=== EXTRACTED TEXT ===
— begin —
Gnulib claims that there are some classes of warnings that are
worth enabling during development, but where silencing those
warnings causes code bloat that is not necessary in an optimized
build. The code bloat to silence the warnings is only enabled
by -Dlint. Follow the lead of coreutils in setting up -Dlint
whenever full warnings are requested.
* m4/virt-compile-warnings.m4 (LIBVIRT_COMPILE_WARNINGS): Add
-Dlint, and move _FORTIFY_SOURCE to config.h instead of CFLAGS.
---
m4/virt-compile-warnings.m4 | 7 ++++++-
1 files changed, 6 insertions(+), 1 deletions(-)
— end —
=== Recorded data ===
— begin —
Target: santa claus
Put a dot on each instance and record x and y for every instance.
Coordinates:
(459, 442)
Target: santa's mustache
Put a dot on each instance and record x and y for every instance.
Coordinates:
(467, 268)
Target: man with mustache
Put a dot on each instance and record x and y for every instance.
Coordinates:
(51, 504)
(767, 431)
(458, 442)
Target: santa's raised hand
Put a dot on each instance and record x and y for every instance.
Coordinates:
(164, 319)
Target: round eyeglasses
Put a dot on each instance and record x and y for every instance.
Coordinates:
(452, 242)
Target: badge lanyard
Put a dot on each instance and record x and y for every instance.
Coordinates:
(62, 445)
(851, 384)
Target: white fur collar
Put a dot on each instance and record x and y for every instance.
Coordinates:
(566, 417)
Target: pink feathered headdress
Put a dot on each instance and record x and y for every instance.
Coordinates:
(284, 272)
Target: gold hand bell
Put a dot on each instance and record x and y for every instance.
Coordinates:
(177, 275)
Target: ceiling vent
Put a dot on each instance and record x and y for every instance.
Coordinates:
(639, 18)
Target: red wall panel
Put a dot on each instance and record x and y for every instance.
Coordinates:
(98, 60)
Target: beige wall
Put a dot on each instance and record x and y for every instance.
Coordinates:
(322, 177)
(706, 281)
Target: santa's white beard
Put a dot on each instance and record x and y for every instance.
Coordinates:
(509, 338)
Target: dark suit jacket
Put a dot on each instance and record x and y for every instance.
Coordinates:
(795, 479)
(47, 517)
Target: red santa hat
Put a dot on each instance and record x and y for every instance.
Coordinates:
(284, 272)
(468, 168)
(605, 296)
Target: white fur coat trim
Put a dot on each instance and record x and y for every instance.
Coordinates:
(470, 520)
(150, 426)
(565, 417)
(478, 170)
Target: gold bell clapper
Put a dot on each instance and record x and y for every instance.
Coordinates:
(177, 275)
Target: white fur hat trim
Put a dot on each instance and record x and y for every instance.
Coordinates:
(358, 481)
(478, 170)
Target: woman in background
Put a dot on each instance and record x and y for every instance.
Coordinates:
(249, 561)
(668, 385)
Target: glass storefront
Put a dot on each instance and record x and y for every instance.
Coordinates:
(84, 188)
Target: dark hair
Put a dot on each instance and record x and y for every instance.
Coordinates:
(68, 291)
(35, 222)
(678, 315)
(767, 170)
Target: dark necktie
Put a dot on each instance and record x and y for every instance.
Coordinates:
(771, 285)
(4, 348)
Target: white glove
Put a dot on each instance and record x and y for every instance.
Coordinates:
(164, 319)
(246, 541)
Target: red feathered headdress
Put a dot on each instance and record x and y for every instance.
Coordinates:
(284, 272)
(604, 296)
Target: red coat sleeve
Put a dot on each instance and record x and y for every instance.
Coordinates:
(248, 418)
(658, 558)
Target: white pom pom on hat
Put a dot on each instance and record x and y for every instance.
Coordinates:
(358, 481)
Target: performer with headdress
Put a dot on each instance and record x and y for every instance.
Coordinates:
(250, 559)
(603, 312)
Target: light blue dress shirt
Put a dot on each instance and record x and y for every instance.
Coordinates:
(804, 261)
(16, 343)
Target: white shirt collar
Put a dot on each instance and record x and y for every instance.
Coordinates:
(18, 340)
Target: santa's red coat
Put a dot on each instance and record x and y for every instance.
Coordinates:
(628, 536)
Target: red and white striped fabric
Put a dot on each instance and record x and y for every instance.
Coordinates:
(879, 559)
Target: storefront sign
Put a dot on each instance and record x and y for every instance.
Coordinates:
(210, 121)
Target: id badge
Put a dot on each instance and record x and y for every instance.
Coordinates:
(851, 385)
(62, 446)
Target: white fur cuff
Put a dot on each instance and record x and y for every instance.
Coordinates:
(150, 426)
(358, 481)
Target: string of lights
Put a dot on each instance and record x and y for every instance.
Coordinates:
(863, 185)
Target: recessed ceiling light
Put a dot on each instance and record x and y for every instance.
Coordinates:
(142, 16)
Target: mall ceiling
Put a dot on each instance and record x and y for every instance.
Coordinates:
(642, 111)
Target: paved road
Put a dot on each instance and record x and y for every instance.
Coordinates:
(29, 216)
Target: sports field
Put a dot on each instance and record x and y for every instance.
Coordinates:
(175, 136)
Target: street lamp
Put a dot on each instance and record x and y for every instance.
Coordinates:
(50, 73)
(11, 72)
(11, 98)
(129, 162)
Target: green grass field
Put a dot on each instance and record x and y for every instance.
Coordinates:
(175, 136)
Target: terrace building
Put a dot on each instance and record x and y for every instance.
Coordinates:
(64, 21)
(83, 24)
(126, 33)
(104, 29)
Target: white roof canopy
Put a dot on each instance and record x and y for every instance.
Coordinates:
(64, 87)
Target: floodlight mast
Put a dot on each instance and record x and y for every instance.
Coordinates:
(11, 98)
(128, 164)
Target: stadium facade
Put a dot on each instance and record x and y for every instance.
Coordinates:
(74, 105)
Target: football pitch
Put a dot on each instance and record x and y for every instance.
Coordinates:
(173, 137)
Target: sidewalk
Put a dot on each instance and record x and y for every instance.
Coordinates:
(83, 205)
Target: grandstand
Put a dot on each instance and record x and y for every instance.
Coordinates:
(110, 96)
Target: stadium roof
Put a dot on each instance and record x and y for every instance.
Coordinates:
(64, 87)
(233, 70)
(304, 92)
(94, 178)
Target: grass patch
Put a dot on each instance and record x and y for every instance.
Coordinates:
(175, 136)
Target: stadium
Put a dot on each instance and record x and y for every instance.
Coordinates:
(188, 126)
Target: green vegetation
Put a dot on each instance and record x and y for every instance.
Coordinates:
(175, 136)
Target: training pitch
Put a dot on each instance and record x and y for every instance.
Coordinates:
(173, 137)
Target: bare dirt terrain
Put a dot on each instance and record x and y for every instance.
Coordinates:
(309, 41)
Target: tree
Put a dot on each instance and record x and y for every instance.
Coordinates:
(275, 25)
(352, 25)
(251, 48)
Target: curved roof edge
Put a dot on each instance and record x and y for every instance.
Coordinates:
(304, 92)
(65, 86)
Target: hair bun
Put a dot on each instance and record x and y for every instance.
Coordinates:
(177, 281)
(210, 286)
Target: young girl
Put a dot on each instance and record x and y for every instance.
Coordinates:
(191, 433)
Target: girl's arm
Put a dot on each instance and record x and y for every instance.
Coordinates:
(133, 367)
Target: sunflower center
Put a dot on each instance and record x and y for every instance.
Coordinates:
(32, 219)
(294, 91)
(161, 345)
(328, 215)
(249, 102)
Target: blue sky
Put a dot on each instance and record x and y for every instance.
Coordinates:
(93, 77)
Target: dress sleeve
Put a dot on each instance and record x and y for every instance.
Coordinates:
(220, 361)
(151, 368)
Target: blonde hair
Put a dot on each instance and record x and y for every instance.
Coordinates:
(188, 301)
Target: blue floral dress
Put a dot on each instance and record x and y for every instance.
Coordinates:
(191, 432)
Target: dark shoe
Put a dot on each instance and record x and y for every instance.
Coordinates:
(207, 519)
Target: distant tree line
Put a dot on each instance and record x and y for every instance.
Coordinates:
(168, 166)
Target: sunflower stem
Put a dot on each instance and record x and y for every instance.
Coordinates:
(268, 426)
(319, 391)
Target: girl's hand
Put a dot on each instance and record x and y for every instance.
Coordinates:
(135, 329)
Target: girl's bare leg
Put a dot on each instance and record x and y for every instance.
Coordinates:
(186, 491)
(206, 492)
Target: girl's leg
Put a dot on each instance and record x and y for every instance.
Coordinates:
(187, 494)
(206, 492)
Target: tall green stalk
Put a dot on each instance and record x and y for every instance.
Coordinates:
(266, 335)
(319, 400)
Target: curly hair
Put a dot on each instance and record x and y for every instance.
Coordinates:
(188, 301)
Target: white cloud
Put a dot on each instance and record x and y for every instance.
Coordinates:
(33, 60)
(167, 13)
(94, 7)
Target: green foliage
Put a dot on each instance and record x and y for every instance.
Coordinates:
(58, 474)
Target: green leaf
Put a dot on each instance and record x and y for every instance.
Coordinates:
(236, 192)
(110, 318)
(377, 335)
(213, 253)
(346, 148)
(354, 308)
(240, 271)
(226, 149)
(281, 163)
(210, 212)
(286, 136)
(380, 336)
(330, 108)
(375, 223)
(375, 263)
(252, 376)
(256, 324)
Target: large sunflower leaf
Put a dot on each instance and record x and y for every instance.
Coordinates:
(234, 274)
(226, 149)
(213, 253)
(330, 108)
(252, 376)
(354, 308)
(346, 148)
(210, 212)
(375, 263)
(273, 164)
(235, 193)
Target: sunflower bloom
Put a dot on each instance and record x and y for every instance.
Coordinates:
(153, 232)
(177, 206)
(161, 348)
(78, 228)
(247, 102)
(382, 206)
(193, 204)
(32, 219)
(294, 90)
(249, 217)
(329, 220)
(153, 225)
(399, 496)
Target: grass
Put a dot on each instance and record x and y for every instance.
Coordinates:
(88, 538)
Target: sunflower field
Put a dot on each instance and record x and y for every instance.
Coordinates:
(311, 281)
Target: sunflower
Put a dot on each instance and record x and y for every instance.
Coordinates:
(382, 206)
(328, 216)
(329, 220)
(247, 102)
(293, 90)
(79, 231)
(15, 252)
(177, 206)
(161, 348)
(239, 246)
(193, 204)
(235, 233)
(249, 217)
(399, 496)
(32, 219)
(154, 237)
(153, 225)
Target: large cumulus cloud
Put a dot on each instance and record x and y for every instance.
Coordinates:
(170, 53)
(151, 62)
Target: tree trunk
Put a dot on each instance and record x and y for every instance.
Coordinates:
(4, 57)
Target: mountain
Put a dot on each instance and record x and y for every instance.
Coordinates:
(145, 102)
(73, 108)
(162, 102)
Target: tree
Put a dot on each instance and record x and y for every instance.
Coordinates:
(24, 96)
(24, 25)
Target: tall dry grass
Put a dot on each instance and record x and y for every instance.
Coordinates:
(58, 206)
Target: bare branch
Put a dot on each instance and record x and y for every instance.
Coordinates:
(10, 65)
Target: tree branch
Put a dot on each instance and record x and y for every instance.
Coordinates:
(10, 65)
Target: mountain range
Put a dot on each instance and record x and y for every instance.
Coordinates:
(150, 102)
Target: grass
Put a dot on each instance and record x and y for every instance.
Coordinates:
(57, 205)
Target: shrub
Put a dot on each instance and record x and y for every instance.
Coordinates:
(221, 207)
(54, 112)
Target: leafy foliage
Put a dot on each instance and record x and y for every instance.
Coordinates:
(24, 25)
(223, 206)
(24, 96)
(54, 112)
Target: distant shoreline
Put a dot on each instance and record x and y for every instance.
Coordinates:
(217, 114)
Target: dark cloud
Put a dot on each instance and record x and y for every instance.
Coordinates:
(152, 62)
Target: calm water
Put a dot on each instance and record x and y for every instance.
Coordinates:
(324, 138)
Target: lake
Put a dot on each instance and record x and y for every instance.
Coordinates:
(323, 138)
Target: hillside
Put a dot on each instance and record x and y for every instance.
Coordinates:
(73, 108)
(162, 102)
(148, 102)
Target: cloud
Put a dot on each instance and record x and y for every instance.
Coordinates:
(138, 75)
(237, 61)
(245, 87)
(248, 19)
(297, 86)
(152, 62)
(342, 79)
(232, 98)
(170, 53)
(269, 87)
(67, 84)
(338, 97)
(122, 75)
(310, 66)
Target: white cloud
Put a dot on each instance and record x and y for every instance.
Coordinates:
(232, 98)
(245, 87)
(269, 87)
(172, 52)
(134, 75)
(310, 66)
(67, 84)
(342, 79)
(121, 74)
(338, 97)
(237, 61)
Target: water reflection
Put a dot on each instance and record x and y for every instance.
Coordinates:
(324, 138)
— end —
=== EXERCISE TASKS ===
- A) According to the commit message, where is _FORTIFY_SOURCE being moved?
- B) Reproduce the part of the commit message that opens with the words containing "Gnulib claims that" and closes with "insertions(+), 1 deletions(-)".
The data are not needed for the work requested here.

=== SOLUTIONS TO THE TASKS ===
- A) To config.h instead of CFLAGS.

- B)
Gnulib claims that there are some classes of warnings that are
worth enabling during development, but where silencing those
warnings causes code bloat that is not necessary in an optimized
build. The code bloat to silence the warnings is only enabled
by -Dlint. Follow the lead of coreutils in setting up -Dlint
whenever full warnings are requested.
* m4/virt-compile-warnings.m4 (LIBVIRT_COMPILE_WARNINGS): Add
-Dlint, and move _FORTIFY_SOURCE to config.h instead of CFLAGS.
---
m4/virt-compile-warnings.m4 | 7 ++++++-
1 files changed, 6 insertions(+), 1 deletions(-)